### MATERIAL FOR THIS TASK
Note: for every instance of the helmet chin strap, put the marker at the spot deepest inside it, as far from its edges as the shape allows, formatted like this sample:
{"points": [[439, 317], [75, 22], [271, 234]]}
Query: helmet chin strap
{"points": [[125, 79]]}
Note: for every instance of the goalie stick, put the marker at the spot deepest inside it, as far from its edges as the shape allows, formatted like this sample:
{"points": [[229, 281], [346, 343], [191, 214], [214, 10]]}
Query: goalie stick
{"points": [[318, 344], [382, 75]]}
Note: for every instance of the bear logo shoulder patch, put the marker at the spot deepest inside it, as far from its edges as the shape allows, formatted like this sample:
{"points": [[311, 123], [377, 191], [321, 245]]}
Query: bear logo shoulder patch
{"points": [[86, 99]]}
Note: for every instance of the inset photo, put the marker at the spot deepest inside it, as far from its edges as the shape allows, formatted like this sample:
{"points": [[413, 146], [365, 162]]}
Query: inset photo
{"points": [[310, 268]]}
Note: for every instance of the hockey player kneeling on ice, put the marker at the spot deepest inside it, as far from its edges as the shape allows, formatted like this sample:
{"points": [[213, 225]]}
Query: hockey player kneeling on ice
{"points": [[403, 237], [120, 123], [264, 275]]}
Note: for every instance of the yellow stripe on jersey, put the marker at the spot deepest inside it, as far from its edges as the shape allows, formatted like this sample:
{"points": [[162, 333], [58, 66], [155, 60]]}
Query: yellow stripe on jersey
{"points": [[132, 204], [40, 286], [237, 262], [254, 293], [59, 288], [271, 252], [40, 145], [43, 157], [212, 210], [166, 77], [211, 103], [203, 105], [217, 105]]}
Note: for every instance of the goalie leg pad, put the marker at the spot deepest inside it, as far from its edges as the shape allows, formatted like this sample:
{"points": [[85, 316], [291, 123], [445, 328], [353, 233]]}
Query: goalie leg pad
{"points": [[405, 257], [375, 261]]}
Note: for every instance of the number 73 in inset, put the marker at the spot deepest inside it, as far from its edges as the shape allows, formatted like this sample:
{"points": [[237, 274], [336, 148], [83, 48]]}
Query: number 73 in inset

### WHAT THE EXERCISE ASKS
The whole listing above should be copied out exactly.

### RESULT OF THIS EXERCISE
Note: for every instance of the helmet chin strap, put the marker at the spot deepest inside it, as far from its edges as the shape allows, formatted like this sample:
{"points": [[439, 317], [75, 22], [271, 234]]}
Query: helmet chin strap
{"points": [[125, 79]]}
Note: for every instance of the goalie stick, put the marker at the spot deepest inside it, as far from its edges as the shape allows, formatted like this sample:
{"points": [[229, 281], [346, 343], [191, 214], [214, 10]]}
Query: goalie stick
{"points": [[318, 344], [382, 75]]}
Note: for every instance of the bear logo shoulder patch, put the marker at the spot deepest inside it, as far from its edges as the shape allows, formatted like this sample:
{"points": [[311, 123], [377, 191], [321, 245]]}
Query: bear logo shoulder patch
{"points": [[86, 99]]}
Note: for every instance of the inset photo, put the marker at the spot deepest inside it, as far from its edges as the shape allows, formatted like this sample:
{"points": [[413, 146], [365, 162]]}
Query: inset photo
{"points": [[310, 268]]}
Note: for every instance of the hockey player kneeling on ice, put the marker at the spot deepest inside it, as far from its edges as the shape allows, formatted like this sample:
{"points": [[213, 225]]}
Query: hockey player kneeling on ice
{"points": [[403, 237], [120, 123], [264, 275]]}
Note: for every instance of the yellow stripe on jersey, put the marker at the spot deepest inside it, as far from its edges as the shape allows, formatted like this sample:
{"points": [[162, 333], [58, 66], [155, 60]]}
Query: yellow stripe on jersey
{"points": [[132, 204], [40, 286], [237, 262], [254, 293], [59, 288], [271, 252], [40, 145], [43, 157], [212, 210], [166, 77], [211, 103], [203, 105], [217, 105]]}
Note: for every instance of the goalie leg pad, put the marker at the spot deepest inside it, as far from its edges as the shape allows, formatted like this sample:
{"points": [[85, 316], [291, 123], [445, 328], [353, 233]]}
Query: goalie leg pad
{"points": [[405, 257], [375, 261]]}
Note: for every instance of the number 73 in inset, put the marker at the spot deepest inside it, as far from its edges as the shape allows, formatted like this sample:
{"points": [[237, 274], [336, 148], [83, 48]]}
Query: number 73 in inset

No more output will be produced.